===== Exercise data

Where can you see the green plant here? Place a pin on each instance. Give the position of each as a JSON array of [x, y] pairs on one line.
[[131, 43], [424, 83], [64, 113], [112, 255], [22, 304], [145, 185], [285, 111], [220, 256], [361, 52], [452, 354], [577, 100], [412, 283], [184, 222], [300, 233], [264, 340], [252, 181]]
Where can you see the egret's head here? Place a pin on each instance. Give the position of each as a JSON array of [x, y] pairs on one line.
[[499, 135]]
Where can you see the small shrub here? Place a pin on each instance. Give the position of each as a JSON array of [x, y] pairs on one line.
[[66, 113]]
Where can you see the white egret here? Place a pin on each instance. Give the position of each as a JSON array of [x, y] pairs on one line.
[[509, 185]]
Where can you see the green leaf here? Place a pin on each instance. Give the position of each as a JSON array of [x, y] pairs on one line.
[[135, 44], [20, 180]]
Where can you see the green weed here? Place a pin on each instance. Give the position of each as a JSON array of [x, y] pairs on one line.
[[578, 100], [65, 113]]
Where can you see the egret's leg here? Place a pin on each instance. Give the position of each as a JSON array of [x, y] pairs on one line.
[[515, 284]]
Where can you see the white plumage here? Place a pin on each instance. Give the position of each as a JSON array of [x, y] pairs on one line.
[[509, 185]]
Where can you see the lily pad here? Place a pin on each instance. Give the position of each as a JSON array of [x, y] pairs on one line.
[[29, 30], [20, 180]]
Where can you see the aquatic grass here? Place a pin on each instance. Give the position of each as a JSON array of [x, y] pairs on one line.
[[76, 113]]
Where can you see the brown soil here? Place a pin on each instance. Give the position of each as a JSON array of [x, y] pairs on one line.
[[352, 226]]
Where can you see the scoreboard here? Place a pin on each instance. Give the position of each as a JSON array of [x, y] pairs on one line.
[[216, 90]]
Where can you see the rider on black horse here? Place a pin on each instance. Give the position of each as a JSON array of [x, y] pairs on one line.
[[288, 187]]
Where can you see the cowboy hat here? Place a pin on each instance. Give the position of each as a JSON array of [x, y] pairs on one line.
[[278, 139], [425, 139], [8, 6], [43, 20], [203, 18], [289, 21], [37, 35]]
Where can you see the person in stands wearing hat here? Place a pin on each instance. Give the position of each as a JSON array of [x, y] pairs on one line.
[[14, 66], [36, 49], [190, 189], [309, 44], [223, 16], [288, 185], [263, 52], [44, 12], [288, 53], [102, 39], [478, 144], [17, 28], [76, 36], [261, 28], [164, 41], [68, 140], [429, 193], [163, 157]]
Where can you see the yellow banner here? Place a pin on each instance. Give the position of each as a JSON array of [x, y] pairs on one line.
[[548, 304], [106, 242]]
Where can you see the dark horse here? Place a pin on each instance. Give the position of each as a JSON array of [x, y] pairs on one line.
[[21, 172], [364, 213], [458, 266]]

==========

### Task brief:
Set every entry down verbatim.

### Finished task:
Where can you see the green plant here? Place a pin on each instance. Give the position of each as a JSON array of [x, y] pairs on one line.
[[131, 43], [424, 83], [64, 113], [112, 255], [22, 304], [145, 185], [285, 111], [220, 256], [361, 52], [452, 354], [577, 100], [412, 283], [184, 222], [300, 233], [264, 340], [252, 181]]
Where can you see the egret's head here? Place a pin on each instance. Give the position of each as a JSON array of [x, y] pairs on one line.
[[499, 135]]
Where can you see the small shrub here? Place a pin on each instance. Give the position of each as a JSON array of [x, y] pairs on one line.
[[66, 113]]
Where can you see the white egret here? Place a pin on each instance. Give the position of each as a JSON array of [x, y] pairs on one line.
[[509, 185]]
Where can you see the green leaf here? Place a pin on each instance. Give the position of each as a JSON array of [x, y] pairs on one line.
[[135, 44], [20, 180]]
Where can you see the green weed here? Place a pin on each instance. Give the position of each as a JSON array of [x, y] pairs on one line.
[[578, 100], [65, 113]]
Where can you see the egret's leg here? Place a pin on each instance. Give the position of each as a JSON array of [x, y] pairs on one line.
[[515, 284]]
Where can you see the white plumage here? Place a pin on each instance. Give the position of each as a JSON array of [x, y] pairs on one line.
[[509, 185]]
Where can you see the lily pad here? Place a pin on each instance. Give the position of each as a JSON array of [x, y] pairs on one line.
[[29, 30], [20, 180]]
Where can you see the aquatic grass here? Place a pin on each instance. Give the position of each as a JSON array of [x, y] pairs on one line.
[[76, 113]]
Where can you see the brown soil here? Place a pin on each instance. Give the position of each as a JSON array of [x, y] pairs on one line.
[[352, 226]]
Where can you see the scoreboard here? Place a pin on each instance. Give the position of each as a JSON array of [x, y] pairs on one line.
[[216, 90]]
Where can you see the rider on black horse here? Place a pin on each instance. Give the position of each as a JSON array of [x, y] pairs on one line.
[[288, 187]]
Where can you see the cowboy hat here? Place a pin on each instance. Give the position of each as a JSON array of [x, y] pairs on one line.
[[278, 139], [425, 139], [8, 6], [43, 20], [203, 18], [289, 21], [37, 35]]
Where can you see the person in stands wearing hat here? Place a pin on each instance. Give the position of each as a JSON array of [x, y] pairs on one line.
[[14, 66], [36, 49], [190, 189], [309, 44], [223, 16], [288, 185], [263, 52], [44, 12], [288, 53], [102, 39], [478, 144], [17, 28], [76, 36], [261, 28], [164, 41], [68, 140], [429, 193], [163, 157]]
Where can you see the yellow banner here? Place a pin on each instance. Give the position of each as a JSON array of [x, y] pairs on one line.
[[548, 304], [106, 242]]
Where can you see the dark horse here? Place a pin on each instance. Give the position of each as a JSON array of [x, y] pairs on one line.
[[21, 172], [364, 213], [458, 266]]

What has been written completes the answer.